-- Begin --

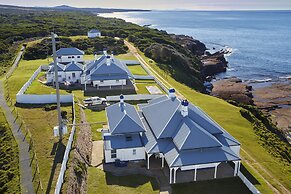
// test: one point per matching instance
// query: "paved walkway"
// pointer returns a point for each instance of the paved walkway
(24, 156)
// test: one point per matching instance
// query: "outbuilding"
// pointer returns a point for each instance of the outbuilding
(94, 33)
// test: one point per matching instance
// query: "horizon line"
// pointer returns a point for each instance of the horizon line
(146, 9)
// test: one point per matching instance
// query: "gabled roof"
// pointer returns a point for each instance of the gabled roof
(74, 66)
(99, 69)
(191, 136)
(94, 31)
(69, 51)
(123, 119)
(162, 116)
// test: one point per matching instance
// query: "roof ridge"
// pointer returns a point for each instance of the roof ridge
(169, 120)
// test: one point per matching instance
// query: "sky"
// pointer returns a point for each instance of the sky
(162, 4)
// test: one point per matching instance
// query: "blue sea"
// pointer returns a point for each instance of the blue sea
(260, 40)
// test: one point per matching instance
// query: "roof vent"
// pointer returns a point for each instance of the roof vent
(108, 61)
(172, 93)
(184, 108)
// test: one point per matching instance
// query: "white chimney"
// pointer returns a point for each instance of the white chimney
(121, 98)
(172, 93)
(108, 62)
(184, 108)
(105, 52)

-- End --

Description of the task. Reproduce every entry exactly, but omit each picture.

Complete output.
// test: one point per matching instance
// query: "paved walkway"
// pointer returns a point for each instance of the paved walkway
(24, 156)
// test: one point per matching instance
// query: "outbuilding"
// pointer returns a point for each instance of the outbuilding
(94, 33)
// test: one point per matching instance
// query: "horizon line"
// pointer returns a point for each instance of the horizon line
(146, 9)
// test: one point per matching instance
// query: "gabled roof"
// pointer returns a point for each instance of the gabled roof
(74, 66)
(99, 69)
(191, 136)
(94, 31)
(69, 51)
(123, 119)
(162, 116)
// test: one point per matching instance
// query: "roof ridge"
// pointer returns a point for each instance of the roof ridge
(169, 120)
// test: one point per matching instance
// query: "sky"
// pointer returns a point for each instance of the sky
(162, 4)
// test: one point per matching instance
// query: "blue sea"
// pointer returns a point for each instance of the blue sea
(260, 40)
// test: one point per matching instance
// query: "roof vent"
// pointer returns a point for each instance of the roof vent
(108, 61)
(172, 93)
(184, 108)
// test: one point per matching instance
// query: "white chimney"
// pointer returns a point for each instance of the white chimney
(121, 98)
(172, 93)
(108, 62)
(184, 108)
(105, 52)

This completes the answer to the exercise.